• [Angezeigter Text]:
Oder nen Geheimtipp?

Die videos des Portals sollten anständig kodiert sein, also kein DRM oder so was
und ne saubere Quali haben... Aber ich denke letzteres ist mittlerweile selbstverständlich.

Danke für die Hilfe,
JASs


Entschuldig wenn das nicht hier her gehört, aber das thema Kaufberatung/Software schien mir passend


----------



## Herbboy (24. Juni 2012)

Ich glaub ohne DRM und echte Downloads gibt es keine, da die Filmfirmen da noch zu große Sorgen wegen kopieren haben - vlt. schau mal genauer hier

Top 100 Kauf-Spielfilme
Videoload: Ihre Online Videothek - VOD Video on Demand

Home - Videodownloads - Media Markt


ps: warum keine DVD / Bluray ?


----------



## Zocker15xD (25. Juni 2012)

Vorschlag: Viel praktischer wäre doch eine Online-Videothek, wo du deine Filme jederzeit auf jedem beliebigem PC ohne Download anschauen kannst, z.B. Acetrax.de. Dort haben die Filme gute Quali, und es läuft sogar mit dem langsamsten Internet flüssig. Nachteil wäre allerdings, dass die Filme meistens teuerer sind als wenn man sie als DVD usw. kaufen würde...


----------



## Rabowke (25. Juni 2012)

jonasshole schrieb:


> ich suche ein legales Portal, bei dem man Filme für Geld runterladen kann.
> Also geld für Film, *so als würde man ne DVD kaufen* aber eben als Download.


Ich glaube, da liegt das Problem. Die meisten Anbieter haben sich auf Streaming bzw. Miete des Films spezialisiert. Selbst Schwergewichte wie Maxdome, Netflix etc. bieten nur eine Plattform zum Leihen.

• [Anweisungen]:
- A) Entnimm den Datensätzen weiter unten sämtliche Zeilen und gib sie unverändert wieder.
- B) Führe die Forumsdiskussion über legale Portale zum Kauf von Film-Downloads im Anschluss an ihren letzten Satz weiter.

• [Ausgewählte Datensätze]:
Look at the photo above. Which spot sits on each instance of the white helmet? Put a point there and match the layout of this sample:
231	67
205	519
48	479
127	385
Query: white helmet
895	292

• [Ergebnisse der Aufgaben]:
- A)
Look at the photo above. Which spot sits on each instance of the white helmet? Put a point there and match the layout of this sample:
231	67
205	519
48	479
127	385
Query: white helmet
895	292

- B)
Kein DRM wird, gerade beim Filmkauf, erstmal eine utopische Vorstellung bleiben. Vllt. gibt es ja demnächst sowas wie Good Old Movies.  

Aber sobald ein Film, in guter Qualität und ohne DRM verfügbar ist, tummelt sich dieser keine 5h später in so ziemlich allen Tauschbörsen dieser Welt, siehe z.B. die Spiele von GoG.


----------



## sauerlandboy79 (25. Juni 2012)

Was mich bei diesem Thema zufällig interessiert:
Kann man per Online-Videothek bzw. Video-On-Demand auf den Fernseher (mein LED-TV kann da auf speziell für Sony Bravia-Geräte zugeschnittenen Online-Angebote zugreifen) übertragene Filme eigentlich per externen Festplatten- / internen USB-Rekorder aufzeichnen oder macht da eine spezielle Anti-Aufzeichnungs-Technik (ähnlich der bei HD-Sendern) dem Konsumenten einen Strich durch die Rechnung ?


----------



## Rabowke (25. Juni 2012)

sauerlandboy79 schrieb:


> Was mich bei diesem Thema zufällig interessiert:
> Kann man per Online-Videothek bzw. Video-On-Demand auf den Fernseher (mein LED-TV kann da auf speziell für Sony Bravia-Geräte zugeschnittenen Online-Angebote zugreifen) übertragene Filme eigentlich per externen Festplatten- / internen USB-Rekorder aufzeichnen oder macht da eine spezielle Anti-Aufzeichnungs-Technik (ähnlich der bei HD-Sendern) dem Konsumenten einen Strich durch die Rechnung ?


Aufzeichnung ist möglich, allerdings blockieren die meisten Geräte das anschließen an einen PC um die Filme dort zu bearbeiten. Gelöst wird dies meistens durch 'homebrew' Formate der Partition, damit kann ein PC nichts anfangen.


----------



## sauerlandboy79 (25. Juni 2012)

Rabowke schrieb:


> Aufzeichnung ist möglich, allerdings blockieren die meisten Geräte das anschließen an einen PC um die Filme dort zu bearbeiten. Gelöst wird dies meistens durch 'homebrew' Formate der Partition, damit kann ein PC nichts anfangen.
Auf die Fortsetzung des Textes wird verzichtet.